§ Entries from a point annotation set:
=====

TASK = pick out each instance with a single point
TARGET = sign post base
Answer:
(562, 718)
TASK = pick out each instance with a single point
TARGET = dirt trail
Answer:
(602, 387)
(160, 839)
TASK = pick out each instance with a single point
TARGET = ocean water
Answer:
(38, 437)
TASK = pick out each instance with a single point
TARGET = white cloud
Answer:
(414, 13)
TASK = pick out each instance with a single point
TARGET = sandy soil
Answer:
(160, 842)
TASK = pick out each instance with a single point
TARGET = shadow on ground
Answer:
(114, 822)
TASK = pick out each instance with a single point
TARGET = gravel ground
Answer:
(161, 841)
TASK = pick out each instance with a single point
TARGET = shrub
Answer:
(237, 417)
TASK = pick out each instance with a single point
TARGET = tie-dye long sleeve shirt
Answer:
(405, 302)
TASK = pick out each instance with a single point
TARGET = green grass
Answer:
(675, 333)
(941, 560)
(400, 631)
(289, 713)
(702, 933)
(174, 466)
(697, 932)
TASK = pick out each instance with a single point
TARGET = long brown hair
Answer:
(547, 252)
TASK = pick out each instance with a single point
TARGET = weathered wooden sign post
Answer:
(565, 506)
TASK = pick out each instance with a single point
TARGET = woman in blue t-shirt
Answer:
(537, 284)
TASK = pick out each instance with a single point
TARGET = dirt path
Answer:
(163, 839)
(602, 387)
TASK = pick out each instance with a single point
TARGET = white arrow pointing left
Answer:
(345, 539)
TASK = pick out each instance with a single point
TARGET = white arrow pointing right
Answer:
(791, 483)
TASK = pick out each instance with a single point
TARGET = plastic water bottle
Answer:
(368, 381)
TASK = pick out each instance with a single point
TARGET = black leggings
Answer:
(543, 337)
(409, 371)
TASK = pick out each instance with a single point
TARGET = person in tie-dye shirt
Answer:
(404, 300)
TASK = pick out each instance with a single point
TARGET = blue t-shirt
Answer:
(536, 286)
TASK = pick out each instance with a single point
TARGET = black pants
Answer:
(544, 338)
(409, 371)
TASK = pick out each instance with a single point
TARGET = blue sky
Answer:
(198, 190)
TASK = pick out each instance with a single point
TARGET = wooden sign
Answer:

=====

§ Problem details:
Print every entry exactly as written.

§ Reply:
TASK = pick out each instance with a single point
TARGET = sign post base
Answer:
(562, 718)
TASK = pick out each instance with a single point
TARGET = dirt trail
Answer:
(602, 387)
(160, 839)
TASK = pick out each instance with a single point
TARGET = ocean water
Answer:
(38, 437)
TASK = pick out each instance with a single point
TARGET = white cloud
Answer:
(414, 13)
TASK = pick out each instance with a single point
TARGET = sandy soil
Answer:
(160, 842)
TASK = pick out each instance with a single point
TARGET = shadow on ground
Answer:
(114, 822)
TASK = pick out each instance with a single point
TARGET = gravel ground
Answer:
(161, 841)
TASK = pick out each instance with a single point
TARGET = shrub
Answer:
(237, 417)
TASK = pick out each instance with a single point
TARGET = tie-dye long sleeve shirt
Answer:
(405, 302)
TASK = pick out each instance with a single point
TARGET = green grass
Answer:
(675, 333)
(941, 560)
(400, 631)
(289, 713)
(702, 933)
(174, 466)
(697, 932)
TASK = pick out each instance with a single point
TARGET = long brown hair
Answer:
(547, 252)
TASK = pick out each instance with a single point
TARGET = weathered wooden sign post
Answer:
(565, 506)
TASK = pick out each instance with a single point
TARGET = woman in blue t-shirt
Answer:
(537, 284)
TASK = pick out each instance with a single point
TARGET = dirt path
Answer:
(163, 839)
(602, 387)
TASK = pick out each instance with a single point
TARGET = white arrow pointing left
Answer:
(345, 539)
TASK = pick out each instance with a single point
TARGET = white arrow pointing right
Answer:
(791, 483)
TASK = pick out each instance with a single point
TARGET = plastic water bottle
Answer:
(368, 381)
TASK = pick out each instance with a single point
TARGET = black leggings
Answer:
(543, 337)
(409, 371)
TASK = pick out each instance with a single point
TARGET = person in tie-dye shirt
Answer:
(404, 300)
TASK = pick out each instance with a single point
TARGET = blue t-shirt
Answer:
(536, 286)
TASK = pick out each instance with a single point
TARGET = black pants
Answer:
(544, 338)
(409, 371)
TASK = pick out each instance with a single point
TARGET = blue sky
Answer:
(198, 190)
TASK = pick out each instance with a single point
TARGET = wooden sign
Answer:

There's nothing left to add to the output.